_Task_
Copy out the whole article on the health benefits of curcumin word for word.

_Passage provided_

What Are the Health Benefits of Curcumin?

A spoon in a jar of turmeric powder on a cutting board.
A spoon in a jar of turmeric powder on a cutting board. (Image: Olha_Afanasieva/iStock/Getty Images)

As the active ingredient in the spice turmeric, curcumin imparts the yellow color and peppery flavor in curry powder and yellow mustard. You can also take curcumin supplements. Curcumin is a natural antioxidant that fights inflammation and may prevent cancer. Lab studies show it may help treat Alzheimer’s disease, lower blood sugar, reduce cholesterol and help you lose weight, but more research is needed in people to determine its effectiveness for these health conditions.

Fight Inflammation

Curcumin fights inflammation by blocking or regulating a substance that causes inflammation known as TNF, or tumor necrosis factor. Some prescription medications used to treat osteoarthritis, inflammatory bowel disease and psoriasis work by blocking TNF, so curcumin may also help treat the same health conditions.

_Data under study_

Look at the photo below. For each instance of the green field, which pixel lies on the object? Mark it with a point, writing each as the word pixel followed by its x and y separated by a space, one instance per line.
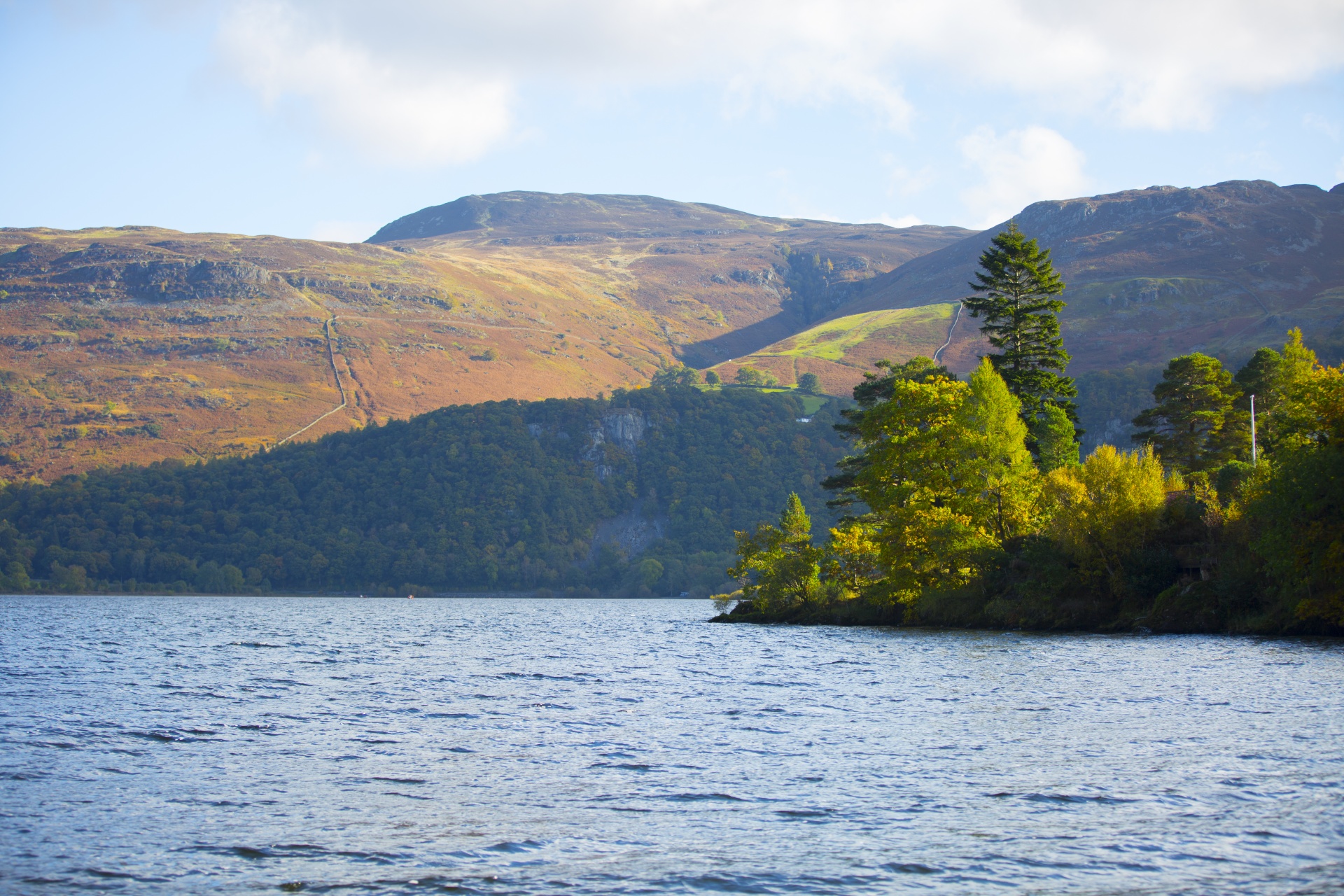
pixel 835 340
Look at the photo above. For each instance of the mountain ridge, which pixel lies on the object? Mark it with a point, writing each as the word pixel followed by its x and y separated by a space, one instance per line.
pixel 136 344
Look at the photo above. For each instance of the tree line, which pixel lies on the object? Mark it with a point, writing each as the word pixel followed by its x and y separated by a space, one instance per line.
pixel 493 496
pixel 967 504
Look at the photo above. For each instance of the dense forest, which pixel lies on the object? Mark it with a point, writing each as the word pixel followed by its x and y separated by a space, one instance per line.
pixel 635 495
pixel 968 503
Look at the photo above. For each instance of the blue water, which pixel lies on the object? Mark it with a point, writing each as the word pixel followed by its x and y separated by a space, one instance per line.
pixel 253 745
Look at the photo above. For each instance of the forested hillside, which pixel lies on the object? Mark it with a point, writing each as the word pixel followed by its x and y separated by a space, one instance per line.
pixel 136 344
pixel 634 495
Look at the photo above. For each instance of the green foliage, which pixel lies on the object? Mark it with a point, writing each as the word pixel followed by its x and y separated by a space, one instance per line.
pixel 503 495
pixel 1191 426
pixel 1054 435
pixel 962 531
pixel 676 377
pixel 1108 508
pixel 1019 286
pixel 752 377
pixel 1108 400
pixel 945 473
pixel 1298 520
pixel 777 566
pixel 874 390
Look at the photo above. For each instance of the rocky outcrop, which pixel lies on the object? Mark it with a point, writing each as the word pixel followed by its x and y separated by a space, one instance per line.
pixel 632 532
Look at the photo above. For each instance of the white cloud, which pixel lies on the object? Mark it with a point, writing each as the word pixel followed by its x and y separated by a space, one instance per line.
pixel 343 232
pixel 1019 168
pixel 1322 124
pixel 435 81
pixel 905 220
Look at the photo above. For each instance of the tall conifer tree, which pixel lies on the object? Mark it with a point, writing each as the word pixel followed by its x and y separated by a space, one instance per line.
pixel 1018 289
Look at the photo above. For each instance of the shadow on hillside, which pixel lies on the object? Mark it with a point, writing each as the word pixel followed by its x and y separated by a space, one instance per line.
pixel 741 343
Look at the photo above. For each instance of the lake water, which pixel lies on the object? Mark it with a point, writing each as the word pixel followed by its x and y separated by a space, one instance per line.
pixel 262 745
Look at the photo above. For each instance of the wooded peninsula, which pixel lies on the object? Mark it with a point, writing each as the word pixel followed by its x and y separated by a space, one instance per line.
pixel 968 505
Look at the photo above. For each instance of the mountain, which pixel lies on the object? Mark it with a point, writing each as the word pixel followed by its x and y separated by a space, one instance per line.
pixel 1160 272
pixel 718 281
pixel 134 344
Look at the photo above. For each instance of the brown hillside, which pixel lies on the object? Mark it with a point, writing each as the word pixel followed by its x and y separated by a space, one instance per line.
pixel 134 344
pixel 1160 272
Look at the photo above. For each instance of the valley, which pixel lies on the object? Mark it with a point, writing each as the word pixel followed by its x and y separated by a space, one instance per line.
pixel 134 344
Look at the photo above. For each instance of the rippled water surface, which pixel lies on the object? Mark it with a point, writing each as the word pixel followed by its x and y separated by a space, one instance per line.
pixel 252 745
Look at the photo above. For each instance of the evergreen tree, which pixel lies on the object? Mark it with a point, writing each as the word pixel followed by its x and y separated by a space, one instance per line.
pixel 1019 286
pixel 1056 442
pixel 1194 405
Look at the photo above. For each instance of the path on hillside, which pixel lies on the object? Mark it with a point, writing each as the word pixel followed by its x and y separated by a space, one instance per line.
pixel 956 316
pixel 344 399
pixel 331 351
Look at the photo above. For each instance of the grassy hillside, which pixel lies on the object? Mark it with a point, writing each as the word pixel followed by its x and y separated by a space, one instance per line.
pixel 634 495
pixel 839 351
pixel 1159 272
pixel 136 344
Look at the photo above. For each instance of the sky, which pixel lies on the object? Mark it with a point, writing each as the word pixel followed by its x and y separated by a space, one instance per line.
pixel 330 118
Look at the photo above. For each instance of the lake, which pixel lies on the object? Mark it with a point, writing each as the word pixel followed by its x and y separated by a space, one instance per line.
pixel 526 746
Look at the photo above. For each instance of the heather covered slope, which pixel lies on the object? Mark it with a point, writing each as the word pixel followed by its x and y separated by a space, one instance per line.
pixel 720 282
pixel 1159 272
pixel 134 344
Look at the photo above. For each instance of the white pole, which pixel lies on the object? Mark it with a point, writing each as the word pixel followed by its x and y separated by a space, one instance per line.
pixel 1253 430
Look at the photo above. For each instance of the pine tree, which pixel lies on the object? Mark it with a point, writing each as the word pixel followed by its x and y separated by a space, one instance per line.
pixel 1056 442
pixel 1019 286
pixel 1187 425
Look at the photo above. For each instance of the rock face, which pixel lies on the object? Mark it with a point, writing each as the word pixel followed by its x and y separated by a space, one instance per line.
pixel 620 429
pixel 629 532
pixel 1166 270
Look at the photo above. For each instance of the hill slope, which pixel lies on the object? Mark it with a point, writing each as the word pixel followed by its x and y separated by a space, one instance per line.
pixel 1159 272
pixel 134 344
pixel 508 495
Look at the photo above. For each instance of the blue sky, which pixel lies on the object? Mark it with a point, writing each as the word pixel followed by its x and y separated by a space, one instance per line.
pixel 327 120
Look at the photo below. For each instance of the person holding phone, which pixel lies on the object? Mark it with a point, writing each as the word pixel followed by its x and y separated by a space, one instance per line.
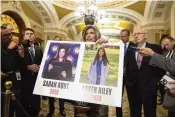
pixel 167 63
pixel 33 56
pixel 12 66
pixel 141 78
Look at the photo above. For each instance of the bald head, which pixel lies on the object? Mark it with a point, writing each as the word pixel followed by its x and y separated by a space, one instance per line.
pixel 10 27
pixel 140 34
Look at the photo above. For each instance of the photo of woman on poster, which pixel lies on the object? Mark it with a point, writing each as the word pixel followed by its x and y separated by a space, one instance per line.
pixel 59 68
pixel 98 70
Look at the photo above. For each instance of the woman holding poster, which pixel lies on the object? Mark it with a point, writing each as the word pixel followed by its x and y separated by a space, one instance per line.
pixel 59 68
pixel 98 70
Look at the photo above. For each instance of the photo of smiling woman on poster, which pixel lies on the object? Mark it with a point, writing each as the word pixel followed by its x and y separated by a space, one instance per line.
pixel 59 68
pixel 98 70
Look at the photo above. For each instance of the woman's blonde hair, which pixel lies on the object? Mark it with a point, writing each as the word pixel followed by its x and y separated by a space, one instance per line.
pixel 97 32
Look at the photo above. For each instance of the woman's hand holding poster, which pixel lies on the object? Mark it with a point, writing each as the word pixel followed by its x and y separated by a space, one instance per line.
pixel 82 71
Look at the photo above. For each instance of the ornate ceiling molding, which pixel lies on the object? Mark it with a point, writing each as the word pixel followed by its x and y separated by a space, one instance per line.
pixel 70 4
pixel 9 7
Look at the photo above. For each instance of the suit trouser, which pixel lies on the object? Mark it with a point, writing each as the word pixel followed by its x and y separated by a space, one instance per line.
pixel 119 112
pixel 30 102
pixel 137 97
pixel 97 110
pixel 61 104
pixel 14 106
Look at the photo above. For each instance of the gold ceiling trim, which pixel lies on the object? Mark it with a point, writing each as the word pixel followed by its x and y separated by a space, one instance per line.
pixel 105 5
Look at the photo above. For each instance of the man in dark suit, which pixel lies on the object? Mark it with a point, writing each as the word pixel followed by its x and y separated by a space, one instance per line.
pixel 33 57
pixel 141 84
pixel 125 34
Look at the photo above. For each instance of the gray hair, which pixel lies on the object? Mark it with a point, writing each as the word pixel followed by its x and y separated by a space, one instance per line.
pixel 98 34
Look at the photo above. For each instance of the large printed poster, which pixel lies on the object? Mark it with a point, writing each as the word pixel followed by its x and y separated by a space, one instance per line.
pixel 82 71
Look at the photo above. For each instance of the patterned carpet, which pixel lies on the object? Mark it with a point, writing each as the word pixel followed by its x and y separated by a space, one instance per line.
pixel 70 113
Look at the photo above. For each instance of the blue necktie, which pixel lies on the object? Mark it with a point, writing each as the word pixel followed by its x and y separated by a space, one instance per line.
pixel 125 48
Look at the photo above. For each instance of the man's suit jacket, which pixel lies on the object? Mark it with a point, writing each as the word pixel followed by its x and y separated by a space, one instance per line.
pixel 29 76
pixel 126 59
pixel 164 63
pixel 168 65
pixel 147 76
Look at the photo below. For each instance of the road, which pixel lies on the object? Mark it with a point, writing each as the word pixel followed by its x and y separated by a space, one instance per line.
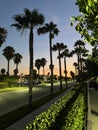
pixel 13 99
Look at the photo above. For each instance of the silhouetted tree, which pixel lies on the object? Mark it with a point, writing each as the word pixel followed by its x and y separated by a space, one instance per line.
pixel 59 47
pixel 52 29
pixel 17 59
pixel 29 20
pixel 8 53
pixel 3 35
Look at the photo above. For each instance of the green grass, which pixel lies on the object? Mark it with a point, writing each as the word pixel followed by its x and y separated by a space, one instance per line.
pixel 13 116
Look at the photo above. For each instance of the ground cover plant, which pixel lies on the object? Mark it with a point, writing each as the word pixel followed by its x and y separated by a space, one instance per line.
pixel 68 111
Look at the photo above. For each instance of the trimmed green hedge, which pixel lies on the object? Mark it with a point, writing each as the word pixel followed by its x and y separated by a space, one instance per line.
pixel 47 118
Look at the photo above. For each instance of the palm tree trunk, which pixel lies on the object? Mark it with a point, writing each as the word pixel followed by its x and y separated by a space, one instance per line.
pixel 31 66
pixel 60 74
pixel 51 63
pixel 8 67
pixel 43 71
pixel 65 71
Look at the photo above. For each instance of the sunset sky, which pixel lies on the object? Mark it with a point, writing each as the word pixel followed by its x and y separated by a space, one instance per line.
pixel 57 11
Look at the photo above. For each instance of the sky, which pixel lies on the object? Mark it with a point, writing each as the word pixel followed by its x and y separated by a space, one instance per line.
pixel 57 11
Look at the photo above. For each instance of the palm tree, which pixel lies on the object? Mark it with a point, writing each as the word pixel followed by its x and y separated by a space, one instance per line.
pixel 43 63
pixel 29 20
pixel 3 71
pixel 3 35
pixel 80 50
pixel 50 28
pixel 75 64
pixel 38 65
pixel 59 47
pixel 8 53
pixel 17 59
pixel 65 54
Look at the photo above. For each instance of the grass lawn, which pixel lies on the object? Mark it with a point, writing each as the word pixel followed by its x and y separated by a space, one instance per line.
pixel 13 116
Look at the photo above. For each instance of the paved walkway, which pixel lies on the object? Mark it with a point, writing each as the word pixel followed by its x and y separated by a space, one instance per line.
pixel 20 125
pixel 94 107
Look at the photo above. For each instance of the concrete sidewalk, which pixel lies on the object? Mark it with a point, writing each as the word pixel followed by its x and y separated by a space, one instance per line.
pixel 20 124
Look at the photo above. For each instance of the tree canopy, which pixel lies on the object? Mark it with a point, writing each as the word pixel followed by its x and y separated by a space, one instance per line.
pixel 87 21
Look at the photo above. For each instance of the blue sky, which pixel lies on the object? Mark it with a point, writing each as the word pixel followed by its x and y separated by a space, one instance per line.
pixel 58 11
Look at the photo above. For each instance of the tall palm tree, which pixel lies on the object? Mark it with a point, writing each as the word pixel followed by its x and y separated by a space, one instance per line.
pixel 3 35
pixel 3 71
pixel 59 47
pixel 38 65
pixel 65 54
pixel 80 50
pixel 43 63
pixel 17 59
pixel 29 20
pixel 8 53
pixel 52 29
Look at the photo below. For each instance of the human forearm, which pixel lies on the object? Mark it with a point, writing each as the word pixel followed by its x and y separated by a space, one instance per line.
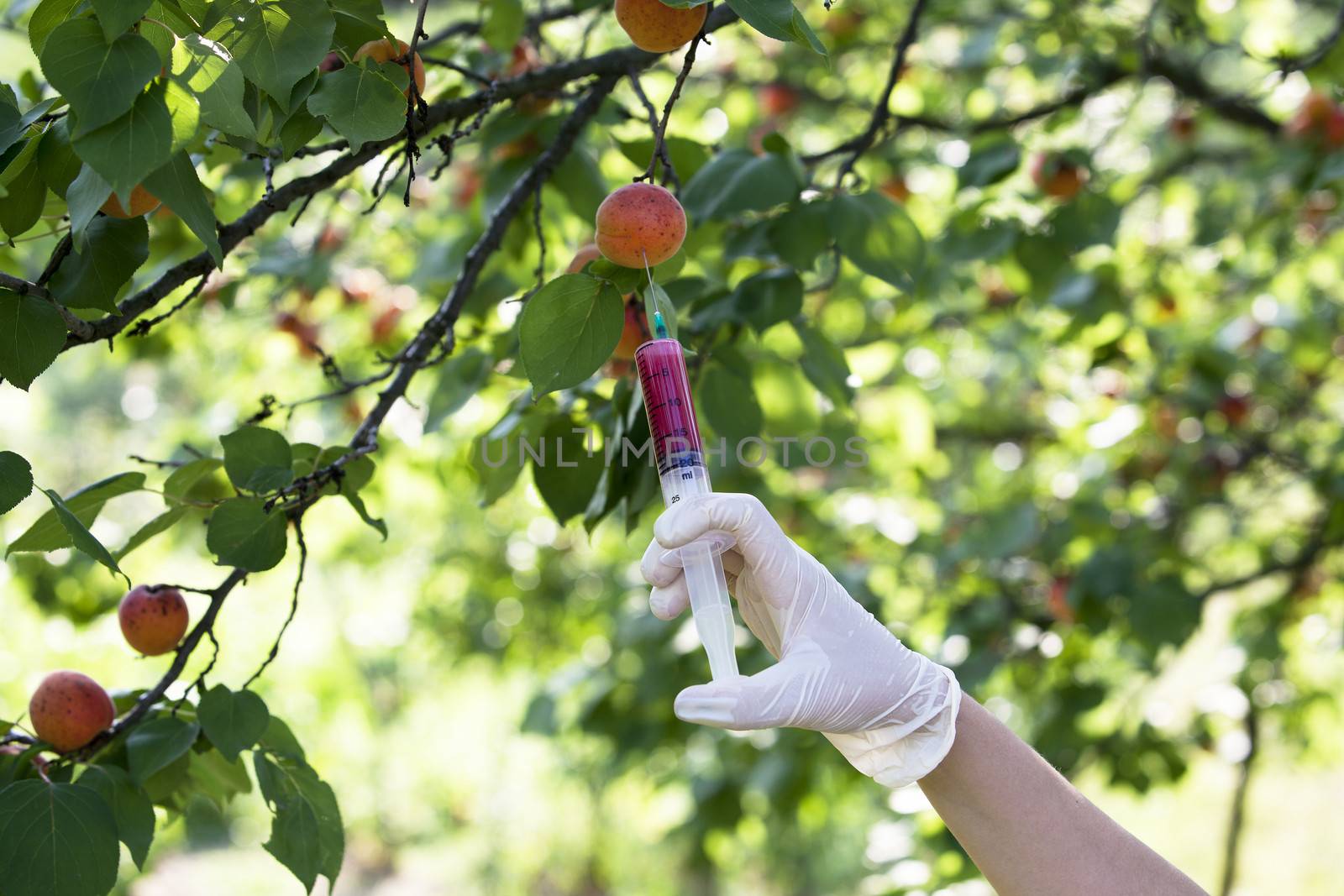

_Reply_
What Are the Health Benefits of Curcumin?

A spoon in a jar of turmeric powder on a cutting board.
A spoon in a jar of turmeric powder on a cutting board. (Image: Olha_Afanasieva/iStock/Getty Images)

As the active ingredient in the spice turmeric, curcumin imparts the yellow color and peppery flavor in curry powder and yellow mustard. You can also take curcumin supplements. Curcumin is a natural antioxidant that fights inflammation and may prevent cancer. Lab studies show it may help treat Alzheimer’s disease, lower blood sugar, reduce cholesterol and help you lose weight, but more research is needed in people to determine its effectiveness for these health conditions.

Fight Inflammation

Curcumin fights inflammation by blocking or regulating a substance that causes inflammation known as TNF, or tumor necrosis factor. Some prescription medications used to treat osteoarthritis, inflammatory bowel disease and psoriasis work by blocking TNF, so curcumin may also help treat the same health conditions.